### Görev:
Kentsel dönüşüm haberine göre 6.5 milyon konutun yıkılacağı dönüşümden kaç kişinin etkilenmesi bekleniyor?

======== Belge ========

6 Ekim 2012 Cumartesi

Bu dönüşüm yuva yıkar!

  • 33 İLDE YIKIM BAŞLADI!
  • Enis Tartan / Uğur Erman
  • AKP Kongresinde dağıtılan “2023 Vizyonu” broşürünün 54. maddesinde “Yuva yıkan değil yuva yapan bir kentsel dönüşüm” deniyor. Ancak dün Erdoğan’ın katılımıyla yıkımına başlanan İstanbul Esenler’de kentsel dönüşümü konuştuğumuz mahalleliler, yuvalarının geleceğinden endişeli.
    Afet Riski Altındaki Alanların Dönüştürülmesi Yasası kapsamında yapılacağı açıklanan kentsel dönüşüm için ilk yıkımlar dün 33 ilde başladı. 6.5 milyon konutun yıkılacağı kentsel dönüşümden 25 milyon kişinin etkilenmesi bekleniyor. İlgili meslek odalarının ve halkın tüm itirazlarına rağmen başlayan dönüşüm, milyonlarca kişiyi tedirgin ediyor.
    Dün Başbakan Recep Tayyip Erdoğan’ın katıldığı tören ile Esenler Havaalanı Mahallesinde sembolik olarak seçilen 4 katlı bir ev yıkıldı. “Yıkım töreni”nde yıkımın başladığı sekiz ayrı kentle canlı bağlantı kuruldu. Törende asıl olarak Suriye üzerine konuşan Başbakan Erdoğan, dönüşüm ile ilgili ise “Mutlaka yıkacağız” dedi.
    ESNAF NEREYE GİDECEĞİNİ BİLMİYOR
    Yıkımın başladığı Esenler Havaalanı Mahallesi, Atışalanı Caddesi üzerinde iş yapan esnaf mağdur olduklarını söylüyor. Bölge esnafına 3 ay içinde binalarını boşaltmaları gerektiği söylenmiş. Ancak nereye gidecekleri, ne yapacakları konusunda bilgi verilmemiş. Sadece taşınma masrafları ve yeni yerlerinde kira desteği yapılacağı iletilmiş. Ancak resmiyete, yazıya dökülmüş herhangi taahhüt yok. Kira yardımı ve taşınma masrafları ne şekilde nasıl ve ne kadar verilecek belli değil. Mahallede ofis mobilyaları atölyesi sahibi olan Esat İmer, “3 ay içinde buraları boşaltın dediler. Yıllardır burada esnafız, müşterilerimiz burada nasıl nereye taşınırız bilmiyorum” diyor. “Taşınırken taşınma masrafları karşılanacak ve yeni yerde kira yardımı yapılacağı söylendi” diyen İmer, kendilerine verilen sözlerin tutulup tutulmayacağını bilmediklerini aktarıyor.

======== Çıkarılan kayıtlar ========

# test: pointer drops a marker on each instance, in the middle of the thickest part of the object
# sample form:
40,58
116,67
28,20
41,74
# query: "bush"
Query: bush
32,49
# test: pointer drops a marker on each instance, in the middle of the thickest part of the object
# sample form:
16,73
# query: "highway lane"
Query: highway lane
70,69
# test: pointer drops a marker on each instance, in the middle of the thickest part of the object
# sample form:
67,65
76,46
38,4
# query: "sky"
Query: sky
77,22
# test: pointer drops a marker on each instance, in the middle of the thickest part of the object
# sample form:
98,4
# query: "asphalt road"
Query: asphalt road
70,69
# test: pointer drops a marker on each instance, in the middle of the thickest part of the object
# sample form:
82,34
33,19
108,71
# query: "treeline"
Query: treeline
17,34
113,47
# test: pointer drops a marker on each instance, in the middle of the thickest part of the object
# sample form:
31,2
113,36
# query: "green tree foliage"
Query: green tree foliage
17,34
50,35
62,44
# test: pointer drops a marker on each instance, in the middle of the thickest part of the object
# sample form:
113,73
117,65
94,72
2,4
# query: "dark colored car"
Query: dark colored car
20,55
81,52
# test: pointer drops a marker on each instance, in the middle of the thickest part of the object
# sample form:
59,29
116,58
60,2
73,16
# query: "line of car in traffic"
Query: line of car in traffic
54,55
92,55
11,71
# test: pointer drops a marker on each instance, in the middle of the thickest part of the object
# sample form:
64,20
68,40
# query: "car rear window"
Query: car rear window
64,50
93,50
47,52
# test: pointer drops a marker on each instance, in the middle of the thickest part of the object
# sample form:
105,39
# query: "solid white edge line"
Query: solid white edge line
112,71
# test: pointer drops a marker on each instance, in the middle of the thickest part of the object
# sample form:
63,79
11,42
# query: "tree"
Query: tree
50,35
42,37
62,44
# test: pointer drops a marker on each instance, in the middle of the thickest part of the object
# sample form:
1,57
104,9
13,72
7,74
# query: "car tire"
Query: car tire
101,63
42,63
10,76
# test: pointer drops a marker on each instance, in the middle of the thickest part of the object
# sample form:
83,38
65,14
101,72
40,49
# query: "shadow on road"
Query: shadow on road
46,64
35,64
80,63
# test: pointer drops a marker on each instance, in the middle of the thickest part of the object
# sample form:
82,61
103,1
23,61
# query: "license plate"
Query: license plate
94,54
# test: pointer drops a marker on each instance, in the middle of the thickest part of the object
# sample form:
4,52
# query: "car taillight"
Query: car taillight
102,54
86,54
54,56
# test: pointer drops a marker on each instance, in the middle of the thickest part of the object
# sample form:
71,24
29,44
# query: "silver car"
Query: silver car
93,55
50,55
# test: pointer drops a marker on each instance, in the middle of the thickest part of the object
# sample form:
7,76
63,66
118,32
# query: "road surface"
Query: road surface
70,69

========
======== Çıkarılan kayıtlar ========

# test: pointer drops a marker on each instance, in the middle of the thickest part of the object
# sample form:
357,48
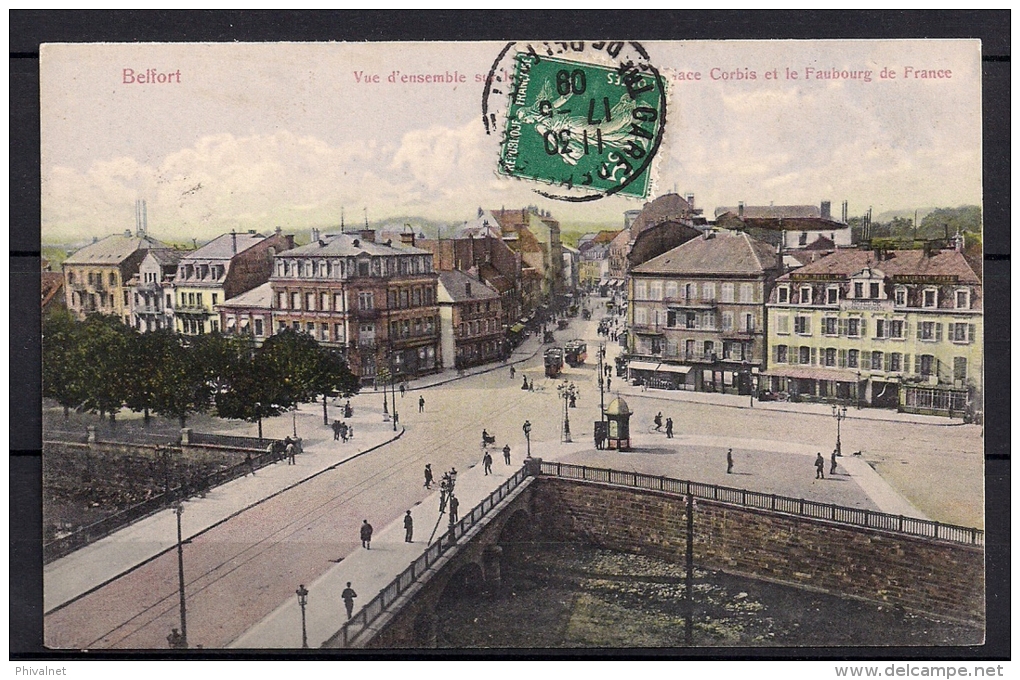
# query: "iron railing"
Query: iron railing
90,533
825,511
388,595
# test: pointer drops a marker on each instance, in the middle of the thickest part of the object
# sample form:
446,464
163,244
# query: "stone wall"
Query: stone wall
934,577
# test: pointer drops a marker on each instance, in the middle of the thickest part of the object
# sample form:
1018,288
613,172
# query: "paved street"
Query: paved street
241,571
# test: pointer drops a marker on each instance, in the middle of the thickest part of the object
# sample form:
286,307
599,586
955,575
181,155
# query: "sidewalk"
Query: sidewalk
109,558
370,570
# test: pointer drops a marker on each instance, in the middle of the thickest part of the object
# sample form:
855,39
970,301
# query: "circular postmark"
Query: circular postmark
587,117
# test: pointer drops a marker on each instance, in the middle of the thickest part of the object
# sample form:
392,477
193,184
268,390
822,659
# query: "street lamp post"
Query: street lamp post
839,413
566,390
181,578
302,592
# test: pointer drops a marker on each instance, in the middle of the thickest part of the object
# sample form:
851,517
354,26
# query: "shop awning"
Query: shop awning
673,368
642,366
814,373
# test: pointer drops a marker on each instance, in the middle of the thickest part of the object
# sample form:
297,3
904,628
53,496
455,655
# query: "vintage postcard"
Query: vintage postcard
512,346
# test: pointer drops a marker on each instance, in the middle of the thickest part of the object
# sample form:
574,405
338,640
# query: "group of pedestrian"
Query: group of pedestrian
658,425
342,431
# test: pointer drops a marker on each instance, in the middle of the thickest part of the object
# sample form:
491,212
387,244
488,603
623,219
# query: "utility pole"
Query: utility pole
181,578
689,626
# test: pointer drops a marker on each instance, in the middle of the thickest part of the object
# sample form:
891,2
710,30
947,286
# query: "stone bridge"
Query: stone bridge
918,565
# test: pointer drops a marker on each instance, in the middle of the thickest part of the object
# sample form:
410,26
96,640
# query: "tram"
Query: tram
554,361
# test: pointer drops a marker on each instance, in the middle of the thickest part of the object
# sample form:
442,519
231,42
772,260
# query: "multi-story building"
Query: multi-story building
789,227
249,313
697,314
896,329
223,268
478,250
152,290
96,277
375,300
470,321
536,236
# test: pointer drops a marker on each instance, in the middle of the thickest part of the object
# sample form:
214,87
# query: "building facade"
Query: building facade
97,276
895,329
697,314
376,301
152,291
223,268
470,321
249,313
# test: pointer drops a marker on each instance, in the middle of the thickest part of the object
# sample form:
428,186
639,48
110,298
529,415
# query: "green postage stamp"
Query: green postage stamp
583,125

========

### Çözülmüş alıştırma:
25 milyon kişinin etkilenmesi bekleniyor.